▶ Study questions
1. Answer these about the passage on doctors sharing what they charge:
(a) Which two organizations' conferences does the writer mention attending?
(b) What does the person in compliance remind the speaker?
(c) In what course does the writer vaguely remember something about price-fixing?
2. Carry on the passage on doctors sharing what they charge, picking up after its final sentence.

▶ Page extract
━━━━
I would like to tell our patients what we charge and would love to know what our peers charge, but isn’t that a Racketeer Influenced and Corrupt Organizations Act (RICO) violation? I mean, every time I attend a Medical Group Management Association or American Academy of Pediatrics conference, inevitably someone starts saying something like, "For a 99213 we charge…" only to be interrupted by someone else in compliance who reminds the speaker that it’s against the law for doctors to share what they charge. Also, I vaguely remember something about price-fixing in the law course I took while in business school. Either way, sharing what we charge is a big no-no, isn’t it? Did that change while I was distracted by meaningful use? But I digress.
━━━━
▶ Source information
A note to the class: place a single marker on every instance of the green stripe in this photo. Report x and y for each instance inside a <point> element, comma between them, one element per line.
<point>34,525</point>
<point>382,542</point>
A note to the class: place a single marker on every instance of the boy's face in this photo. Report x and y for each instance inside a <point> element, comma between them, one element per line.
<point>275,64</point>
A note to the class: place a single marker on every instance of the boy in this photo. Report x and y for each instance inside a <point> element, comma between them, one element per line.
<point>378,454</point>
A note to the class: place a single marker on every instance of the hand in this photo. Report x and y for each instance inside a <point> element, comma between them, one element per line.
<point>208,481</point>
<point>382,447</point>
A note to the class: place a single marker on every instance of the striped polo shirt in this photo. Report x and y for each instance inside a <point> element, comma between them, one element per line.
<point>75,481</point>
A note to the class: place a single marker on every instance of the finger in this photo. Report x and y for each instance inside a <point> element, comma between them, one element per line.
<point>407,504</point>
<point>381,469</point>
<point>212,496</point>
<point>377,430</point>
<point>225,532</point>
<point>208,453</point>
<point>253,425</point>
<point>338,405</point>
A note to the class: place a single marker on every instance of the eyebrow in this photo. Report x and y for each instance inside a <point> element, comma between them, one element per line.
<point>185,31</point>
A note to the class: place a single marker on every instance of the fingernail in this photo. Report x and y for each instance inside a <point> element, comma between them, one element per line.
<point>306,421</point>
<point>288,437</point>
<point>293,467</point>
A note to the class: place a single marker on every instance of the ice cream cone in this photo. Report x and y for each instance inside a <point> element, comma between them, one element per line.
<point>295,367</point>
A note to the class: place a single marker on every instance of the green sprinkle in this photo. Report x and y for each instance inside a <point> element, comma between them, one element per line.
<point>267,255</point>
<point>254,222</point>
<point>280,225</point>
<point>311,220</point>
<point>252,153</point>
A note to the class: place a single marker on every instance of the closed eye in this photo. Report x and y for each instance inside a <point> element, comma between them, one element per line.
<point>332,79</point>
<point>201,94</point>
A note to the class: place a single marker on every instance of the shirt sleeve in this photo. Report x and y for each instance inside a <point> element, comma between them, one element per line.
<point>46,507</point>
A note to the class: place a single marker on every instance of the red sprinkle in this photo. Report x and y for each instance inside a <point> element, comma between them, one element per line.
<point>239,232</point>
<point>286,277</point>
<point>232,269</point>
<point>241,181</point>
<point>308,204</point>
━━━━
▶ Task responses
1.
(a) The Medical Group Management Association and the American Academy of Pediatrics.
(b) That it's against the law for doctors to share what they charge.
(c) The law course the writer took in business school.

2.
Like many healthcare administrators, I’ve been following the recent hype of the price-transparency debate in both mass media and industry articles. I’ve been surprised that only one or two of the articles mention the possibility that if doctors shared what they charge, prices would go up. It’s simple supply and demand and healthcare is a limited resource; way more demand than supply. Even here in New England, where there is arguably no physician shortage when compared to other parts of the U.S., we still have a short wait list for new patients. If I learned that other doctors in my region charged more, or received more from the payers I deal with, my business school professors would be disappointed if I didn’t raise my fees. After all, I control the limited resource: The doctor.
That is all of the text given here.